> Ausgewählter Abschnitt:
= = =

Simulation Kosmologen erschaffen die Milchstraße neu
Zürich - Seit Jahrzehnten haben Kosmologen versucht, die Entstehung unserer Welt zu verstehen. Doch es war frustrierend: Ihre Computersimulationen scheiterten daran, die Bildung der Milchstraße nachzubilden. Aus dem virtuellen kosmischen Nebel wollte sich einfach keine Spiralgalaxie formen. Mal drängelten sich zu viele Sterne im Zentrum der Galaxien, oder der Computer erschuf eine viel zu hohe Gesamtmasse an Sternen. Hatten die Experten etwa die astronomischen Gesetze missverstanden?
Fast 20 Jahre lang schlugen sich die Astrophysiker mit solchen Problemen herum. Doch jetzt meldet ein Forscherteam aus Kalifornien und der Schweiz Erfolg: Sie präsentieren eine Simulation zur Entwicklung einer Galaxie - und ihr virtueller Spiralnebel ähnelt unserer Milchstraße. Die Ergebnisse zeigen außerdem: Am äußersten Rand unserer Heimatgalaxie könnten Sterne existieren, welche die Forscher bislang übersehen haben.

= = =

> Ziel 1:
Wie lange haben sich die Astrophysiker laut dem Text über die Milchstraßen-Simulation mit den Problemen herumgeschlagen?
> Ziel 2:
Bitte setze den Text über die Milchstraßen-Simulation nach seinem letzten Satz fort.
Die Datensätze sind eigenständiges Material und gehören nicht zum Text über die Milchstraßen-Simulation.

= = =

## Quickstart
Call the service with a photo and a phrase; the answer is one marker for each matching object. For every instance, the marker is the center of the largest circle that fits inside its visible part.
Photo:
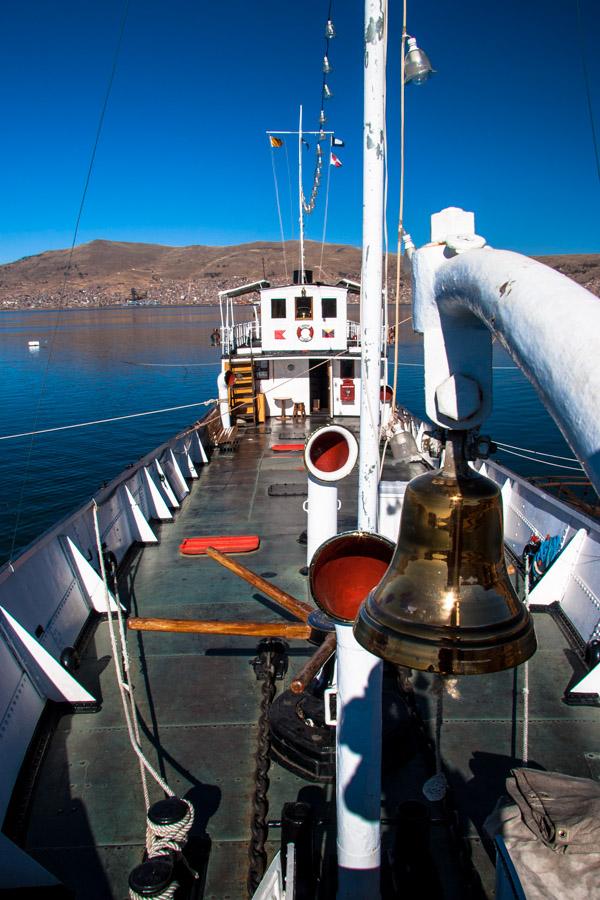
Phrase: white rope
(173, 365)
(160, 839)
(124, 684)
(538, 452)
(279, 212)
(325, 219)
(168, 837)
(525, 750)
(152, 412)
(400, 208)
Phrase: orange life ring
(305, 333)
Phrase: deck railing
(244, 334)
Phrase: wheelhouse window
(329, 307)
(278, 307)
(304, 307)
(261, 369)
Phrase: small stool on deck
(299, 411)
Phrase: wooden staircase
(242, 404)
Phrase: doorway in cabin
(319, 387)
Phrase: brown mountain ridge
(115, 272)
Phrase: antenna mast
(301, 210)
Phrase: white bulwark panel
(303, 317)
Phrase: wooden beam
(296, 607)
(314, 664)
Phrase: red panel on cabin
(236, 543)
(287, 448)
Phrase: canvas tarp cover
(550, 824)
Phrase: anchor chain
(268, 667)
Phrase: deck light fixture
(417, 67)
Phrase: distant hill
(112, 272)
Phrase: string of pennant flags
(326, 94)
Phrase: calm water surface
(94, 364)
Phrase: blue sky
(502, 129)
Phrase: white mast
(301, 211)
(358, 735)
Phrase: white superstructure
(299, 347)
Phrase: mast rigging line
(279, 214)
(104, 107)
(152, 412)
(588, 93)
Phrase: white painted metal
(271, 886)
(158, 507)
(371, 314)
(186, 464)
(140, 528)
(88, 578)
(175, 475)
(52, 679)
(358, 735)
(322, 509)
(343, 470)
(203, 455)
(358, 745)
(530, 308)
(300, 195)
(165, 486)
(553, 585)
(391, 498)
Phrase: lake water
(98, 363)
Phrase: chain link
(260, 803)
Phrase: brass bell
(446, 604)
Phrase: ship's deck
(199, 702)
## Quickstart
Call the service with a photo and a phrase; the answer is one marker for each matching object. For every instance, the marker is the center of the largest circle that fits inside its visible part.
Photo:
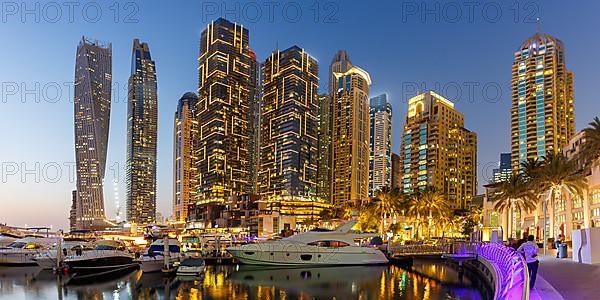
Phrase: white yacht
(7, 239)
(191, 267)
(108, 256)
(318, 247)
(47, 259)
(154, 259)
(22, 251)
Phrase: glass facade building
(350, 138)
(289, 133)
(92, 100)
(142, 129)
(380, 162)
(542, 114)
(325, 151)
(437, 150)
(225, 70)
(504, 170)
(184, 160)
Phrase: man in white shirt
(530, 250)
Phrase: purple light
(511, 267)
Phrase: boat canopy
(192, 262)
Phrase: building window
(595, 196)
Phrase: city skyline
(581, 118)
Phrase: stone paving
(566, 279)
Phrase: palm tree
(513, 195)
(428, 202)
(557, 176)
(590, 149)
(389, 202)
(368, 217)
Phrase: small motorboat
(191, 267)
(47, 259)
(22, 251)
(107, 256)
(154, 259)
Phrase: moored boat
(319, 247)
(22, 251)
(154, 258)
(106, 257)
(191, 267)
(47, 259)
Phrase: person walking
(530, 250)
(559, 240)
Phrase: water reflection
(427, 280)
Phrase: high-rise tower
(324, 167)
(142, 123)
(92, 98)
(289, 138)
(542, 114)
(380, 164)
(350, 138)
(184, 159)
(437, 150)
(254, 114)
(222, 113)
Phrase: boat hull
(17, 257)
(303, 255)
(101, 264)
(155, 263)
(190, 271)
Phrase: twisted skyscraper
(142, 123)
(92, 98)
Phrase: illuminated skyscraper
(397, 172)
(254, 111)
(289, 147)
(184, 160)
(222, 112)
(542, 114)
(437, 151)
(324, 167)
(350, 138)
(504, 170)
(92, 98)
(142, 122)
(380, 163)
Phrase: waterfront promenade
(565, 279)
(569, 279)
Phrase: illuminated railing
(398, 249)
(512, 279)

= = =

> Antwort 1:
Fast 20 Jahre lang.

> Antwort 2:
Die komplexe Simulation war selbst für den Großcomputer ein Kraftakt. Die Rechenmaschine zerlegte die Milchstraße zunächst in 18,6 Millionen Teile, alle standen miteinander in Wechselwirkung. Monatelang hatten drei Supercomputer gerechnet, ein PC wäre damit 570 Jahre beschäftigt gewesen. Entscheidend für die Galaxie-Entwicklung ist offenbar neben den bekannten Naturgesetzen wie Gravitation, Strahlenphysik und Hydrodynamik die mysteriöse Dunkle Materie.
Dunkle Materie lässt es leuchten
Die "Kalte Dunkle Materie" (Englisch: cold dark matter, CDM) ist eine hypothetische Form der Materie. Sie ist unsichtbar, also "dunkel", da sie mit Licht oder anderen elektromagnetischen Wellen nicht wechselwirkt. Mit ihrer Hilfe wollen die Astrophysiker beispielsweise erklären, warum Galaxien so schnell rotieren, ohne dabei von Fliehkräften zerrissen zu werden. Eine unsichtbare Substanz - eben die Dunkle Materie - scheint dies mit ihrer Schwerkraft zu verhindern. Seit Jahrzehnten fahnden die Forscher nach dem ominösen Sternenkitt, bislang jedoch erfolglos. Trotzdem gehen die meisten Astronomen von ihrer Existenz aus. Die CDM-Materie soll sogar fünfmal häufiger sein als die die Atome der konventionellen Materie - und aus dieser wiederum bestehen Galaxien, Sterne, Planeten und der ganze sichtbare Rest.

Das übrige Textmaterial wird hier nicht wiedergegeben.